- Texto fuente
━━━
Por eso dice que tiene 25 hijos cada día. Veinticinco hijos a los que hay que ayudar para que no se ahoguen y en los que tiene puestas todas sus esperanzas.
“Quiero que vean que su trabajo, que todo trabajo, tiene que ser recompensado y no sólo materialmente, que hay personas que se quieren sentir útiles, valoradas, cuando una ayuda a un compañero… Lo importante es saber cómo decirles las cosas… Eso es lo más difícil y lo que más me motiva”.
Fue buscando nuevos caminos para comunicarse con sus estudiantes que Ivette dio con los cuentos. El proyecto con el que ganó el primer premio en el concurso nacional Forjadores de la Educación se titula “Cuentos tradicionales con finales nuevos”.
“Teníamos que dar a conocer una experiencia que se haya vivido en el curso. La temática del concurso era Equidad de Género. Entonces surgió la idea de los cuentos. ¿Cómo se llega a un niño?. Los cuentos nunca pasan de moda, son parte del niño, son parte de los mayores, de todos. El cuento siempre está ahí y nos va motivando a cambiar la realidad”.
Princesas y cocina
Empezaron a trabajar usando La bella durmiente y Cenicienta. Al principio sólo se trataba de que los niños entendieran cuáles son las partes de un cuento, cómo se desenvuelve. Pero después Ivette comenzó a lanzar preguntas: “¿Por qué creen que la Cenicienta llega tarde?”. Y las respuestas fantasiosas volaban por el aula: “seguro que llega tarde porque la bruja la ha tirado al río, la ha hecho caer, la ha maldecido, llega tarde porque estaba friendo un huevo…”, decían.
━━━
- Datos mostrados

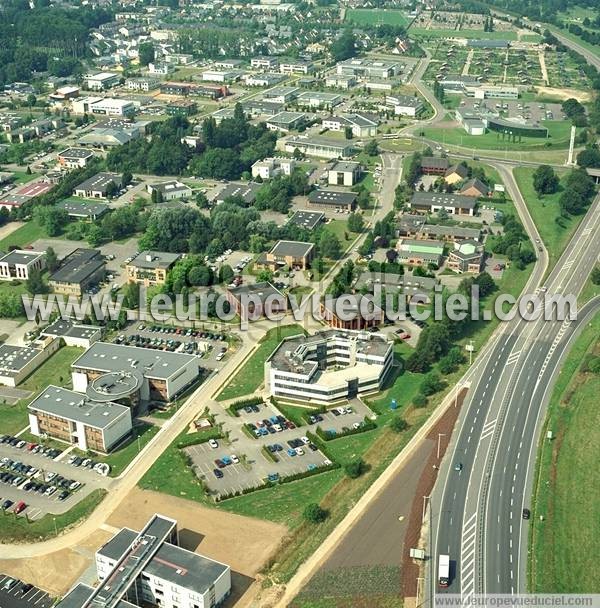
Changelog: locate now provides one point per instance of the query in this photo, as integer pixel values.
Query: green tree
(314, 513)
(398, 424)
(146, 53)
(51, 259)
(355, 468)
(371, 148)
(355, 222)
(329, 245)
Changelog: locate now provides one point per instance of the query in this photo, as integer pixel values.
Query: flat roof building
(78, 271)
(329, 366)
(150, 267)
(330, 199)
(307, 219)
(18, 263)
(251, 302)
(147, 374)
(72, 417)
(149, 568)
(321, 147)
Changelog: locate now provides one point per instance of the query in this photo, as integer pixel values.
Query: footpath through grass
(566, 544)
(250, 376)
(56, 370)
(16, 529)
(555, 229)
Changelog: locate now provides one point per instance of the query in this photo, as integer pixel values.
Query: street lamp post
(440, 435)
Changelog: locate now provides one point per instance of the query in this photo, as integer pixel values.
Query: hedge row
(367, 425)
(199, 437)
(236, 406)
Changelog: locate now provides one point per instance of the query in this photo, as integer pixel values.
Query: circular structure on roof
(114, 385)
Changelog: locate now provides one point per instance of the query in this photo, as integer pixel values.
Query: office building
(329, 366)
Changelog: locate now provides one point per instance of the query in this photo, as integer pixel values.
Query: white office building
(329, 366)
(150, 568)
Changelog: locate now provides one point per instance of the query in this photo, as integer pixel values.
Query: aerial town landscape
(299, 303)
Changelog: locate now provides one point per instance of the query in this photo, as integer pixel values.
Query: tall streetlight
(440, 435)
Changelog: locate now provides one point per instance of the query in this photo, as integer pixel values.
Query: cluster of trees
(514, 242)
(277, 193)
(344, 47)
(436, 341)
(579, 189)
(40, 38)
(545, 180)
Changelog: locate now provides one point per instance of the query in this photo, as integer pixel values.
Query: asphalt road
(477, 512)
━━━
- Trabajo requerido
#1 Indica si cada afirmación concuerda con el texto sobre el proyecto de cuentos: (a) El proyecto premiado se titula "Cuentos tradicionales con finales nuevos". (b) La temática del concurso era la educación ambiental. (c) Al principio trabajaron con Blancanieves. Responde sí o no y cita las palabras del texto que lo deciden.
#2 Duplica del texto sobre el proyecto de cuentos el pasaje comprendido entre "Por eso dice" y "todas sus esperanzas.", ambos incluidos.
#3 Retoma el texto sobre el proyecto de cuentos y continúalo a partir de su última oración.

- Respuestas
#1
(a) Sí: «El proyecto con el que ganó el primer premio en el concurso nacional Forjadores de la Educación se titula “Cuentos tradicionales con finales nuevos”».
(b) No: «La temática del concurso era Equidad de Género».
(c) No: «Empezaron a trabajar usando La bella durmiente y Cenicienta».

#2
Por eso dice que tiene 25 hijos cada día. Veinticinco hijos a los que hay que ayudar para que no se ahoguen y en los que tiene puestas todas sus esperanzas.

#3
“Y veías cómo está arraigado todavía lo que es la mujer en la cocina. Es difícil, porque tú hablas un idioma pero luego siempre está lo de las niñas a la cocina, los niños al trabajo. Pero después un niño decía que él también sabía cocinar, que sabía hacer un arroz con papas. Y otro decía y yo cocino con patitas de pollo. Entonces vamos entendiendo que cada uno ayuda en lo que puede”.
Ivette está convencida de que los cuentos tradicionales son un patrimonio que nos pertenece a todos y que, como tal, podemos cambiarlos. Que no hay razón para que la protagonista —en un ejemplo del colmo de pasividad femenina— espere dormida a que llegue el príncipe y la bese y se casen y sean felices.
Cambiar este tipo de finales es un derecho del lector. Y del educador. Entonces me cuenta Ivette que, después de largos debates con sus estudiantes, la respuesta a la que la bella durmiente llegó en su clase fue: “Muchas gracias, señor príncipe, es usted muy apuesto, pero me he pasado demasiado tiempo durmiendo y ahora que estoy despierta prefiero seguir estudiando”.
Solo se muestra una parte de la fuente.